WHAT TO DO — Please report how many lines in the entries below contain the string "cheek", with case counting. Give only the number.

DATA FOR THIS EXERCISE —
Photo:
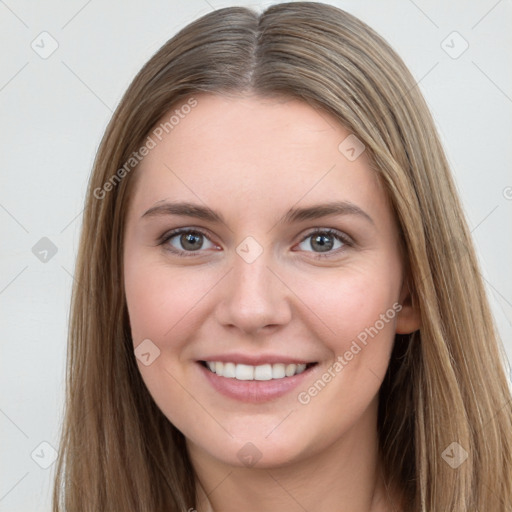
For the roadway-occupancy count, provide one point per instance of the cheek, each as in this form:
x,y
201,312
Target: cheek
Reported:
x,y
348,304
160,301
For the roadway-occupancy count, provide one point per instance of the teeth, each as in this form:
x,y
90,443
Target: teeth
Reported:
x,y
249,372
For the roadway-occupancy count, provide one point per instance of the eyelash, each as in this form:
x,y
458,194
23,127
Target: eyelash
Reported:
x,y
345,239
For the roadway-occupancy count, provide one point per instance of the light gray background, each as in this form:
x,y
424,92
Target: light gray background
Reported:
x,y
54,112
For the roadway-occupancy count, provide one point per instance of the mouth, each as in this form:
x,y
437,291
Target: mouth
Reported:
x,y
262,372
256,384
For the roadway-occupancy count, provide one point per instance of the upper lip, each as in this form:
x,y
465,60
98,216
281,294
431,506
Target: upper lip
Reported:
x,y
256,359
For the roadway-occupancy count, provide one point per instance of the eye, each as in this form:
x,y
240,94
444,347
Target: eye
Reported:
x,y
324,241
185,241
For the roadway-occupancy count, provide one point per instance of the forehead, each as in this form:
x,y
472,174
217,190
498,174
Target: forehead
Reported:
x,y
250,155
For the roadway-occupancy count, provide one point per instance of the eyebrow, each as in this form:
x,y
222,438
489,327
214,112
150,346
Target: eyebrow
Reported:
x,y
292,215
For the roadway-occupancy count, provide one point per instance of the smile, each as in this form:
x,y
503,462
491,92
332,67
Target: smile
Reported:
x,y
249,372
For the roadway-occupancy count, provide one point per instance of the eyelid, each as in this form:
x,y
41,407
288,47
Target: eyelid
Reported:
x,y
340,235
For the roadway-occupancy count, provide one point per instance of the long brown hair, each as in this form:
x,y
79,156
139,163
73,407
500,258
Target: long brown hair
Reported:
x,y
445,383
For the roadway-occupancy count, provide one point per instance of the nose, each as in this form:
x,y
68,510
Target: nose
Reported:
x,y
253,299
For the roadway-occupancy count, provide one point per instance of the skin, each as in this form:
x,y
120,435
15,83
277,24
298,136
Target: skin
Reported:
x,y
252,159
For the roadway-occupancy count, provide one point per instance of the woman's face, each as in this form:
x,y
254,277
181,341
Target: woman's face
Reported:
x,y
287,255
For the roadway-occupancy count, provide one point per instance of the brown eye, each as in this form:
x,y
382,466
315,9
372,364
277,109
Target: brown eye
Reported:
x,y
185,241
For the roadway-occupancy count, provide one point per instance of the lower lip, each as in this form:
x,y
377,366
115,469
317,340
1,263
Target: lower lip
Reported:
x,y
254,391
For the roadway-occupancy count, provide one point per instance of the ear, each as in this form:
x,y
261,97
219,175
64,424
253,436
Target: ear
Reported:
x,y
408,318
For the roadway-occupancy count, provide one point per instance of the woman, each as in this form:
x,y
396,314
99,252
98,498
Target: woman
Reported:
x,y
278,303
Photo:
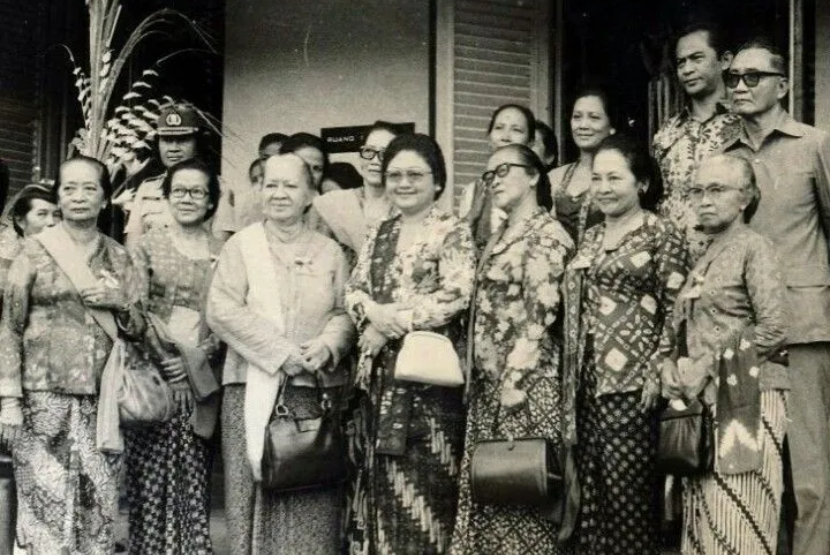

EXERCISE RESULT — 2